CONSIGNES DE TRAVAIL
Citez le passage de l'article sur les socialistes de la Nièvre qui va de "En vertu de" jusqu'à "dont M. Mathieu.".

PASSAGE EXTRAIT
○ ○ ○ ○ ○ ○ ○

MONTSAUCHE-LES-SETTONS: "Nous sommes orphelins": pour la première fois depuis 1969, aucun socialiste ne briguera un mandat aux législatives dans la Nièvre, terre de François Mitterrand. "Un affront", selon des militants qui brandissent la menace du RN, en tête aux deux tours de la présidentielle.
Les bouteilles de Côteaux Bourguignons sont dressées sur la table en bois, au milieu du jambon du Morvan et des baguettes. Mais cette fois-ci, la réunion des militants socialistes est plutôt funèbre.
"A la santé du PS", lance Sylvain Mathieu, premier secrétaire du parti dans la Nièvre, en levant son verre en carton. "Malgré tout", lâche-t-il devant une poignée d'adhérents de la section de Montsauche-les-Settons, là où François Mitterrand a été député pendant trente ans avant de présider aux destinées de la France de 1981 à 1995.
"Vous vous rendez compte! Aucun socialiste candidat! Dans cette terre de Mitterrand!", enrage Yvette Sauvage, 75 ans et militante "de toujours". "On s'est fait embobiner".
En vertu de l'accord avec la Nouvelle union populaire écologique et sociale (Nupes) pilotée par Jean-Luc Mélenchon, les deux socialistes pressentis comme candidats dans la Nièvre ont dû céder "leur" place, dont M. Mathieu.
"On est orphelins. On n'a pas de PS pour qui voter", résume Marie Leclercq, maire socialiste de Montsauche. "C'est un affront", crie un militant. "On est écrasés", lance un troisième.

○ ○ ○ ○ ○ ○ ○

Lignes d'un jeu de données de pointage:

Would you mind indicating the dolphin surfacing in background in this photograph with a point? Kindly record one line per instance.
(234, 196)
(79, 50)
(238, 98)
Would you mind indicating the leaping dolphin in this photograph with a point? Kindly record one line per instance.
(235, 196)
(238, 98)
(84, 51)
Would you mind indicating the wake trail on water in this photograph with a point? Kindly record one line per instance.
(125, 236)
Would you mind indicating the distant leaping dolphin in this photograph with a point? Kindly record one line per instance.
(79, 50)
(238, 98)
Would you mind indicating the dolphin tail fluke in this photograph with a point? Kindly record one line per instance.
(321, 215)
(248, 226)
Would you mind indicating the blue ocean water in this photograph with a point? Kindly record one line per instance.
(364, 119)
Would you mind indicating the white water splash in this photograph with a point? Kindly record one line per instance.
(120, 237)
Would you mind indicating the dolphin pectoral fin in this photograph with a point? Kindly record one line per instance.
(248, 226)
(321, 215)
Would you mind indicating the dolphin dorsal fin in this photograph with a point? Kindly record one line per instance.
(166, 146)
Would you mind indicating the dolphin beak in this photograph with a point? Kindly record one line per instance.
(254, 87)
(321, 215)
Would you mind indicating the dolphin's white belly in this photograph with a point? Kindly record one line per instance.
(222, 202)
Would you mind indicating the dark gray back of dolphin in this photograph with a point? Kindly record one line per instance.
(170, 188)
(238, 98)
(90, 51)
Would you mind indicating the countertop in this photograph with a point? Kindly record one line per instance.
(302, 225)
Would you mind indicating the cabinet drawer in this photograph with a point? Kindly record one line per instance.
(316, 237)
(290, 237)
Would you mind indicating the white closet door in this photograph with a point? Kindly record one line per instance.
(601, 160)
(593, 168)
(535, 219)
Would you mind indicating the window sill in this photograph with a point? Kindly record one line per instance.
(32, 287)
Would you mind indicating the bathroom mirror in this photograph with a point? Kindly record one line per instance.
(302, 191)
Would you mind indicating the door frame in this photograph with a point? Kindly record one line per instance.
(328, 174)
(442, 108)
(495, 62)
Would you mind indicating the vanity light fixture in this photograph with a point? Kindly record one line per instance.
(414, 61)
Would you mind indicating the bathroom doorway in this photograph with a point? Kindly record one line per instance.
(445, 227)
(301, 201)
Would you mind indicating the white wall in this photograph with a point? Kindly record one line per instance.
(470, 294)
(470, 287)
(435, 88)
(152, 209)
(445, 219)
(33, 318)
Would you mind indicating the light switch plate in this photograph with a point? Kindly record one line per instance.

○ ○ ○ ○ ○ ○ ○

RÉSULTAT FINAL
En vertu de l'accord avec la Nouvelle union populaire écologique et sociale (Nupes) pilotée par Jean-Luc Mélenchon, les deux socialistes pressentis comme candidats dans la Nièvre ont dû céder "leur" place, dont M. Mathieu.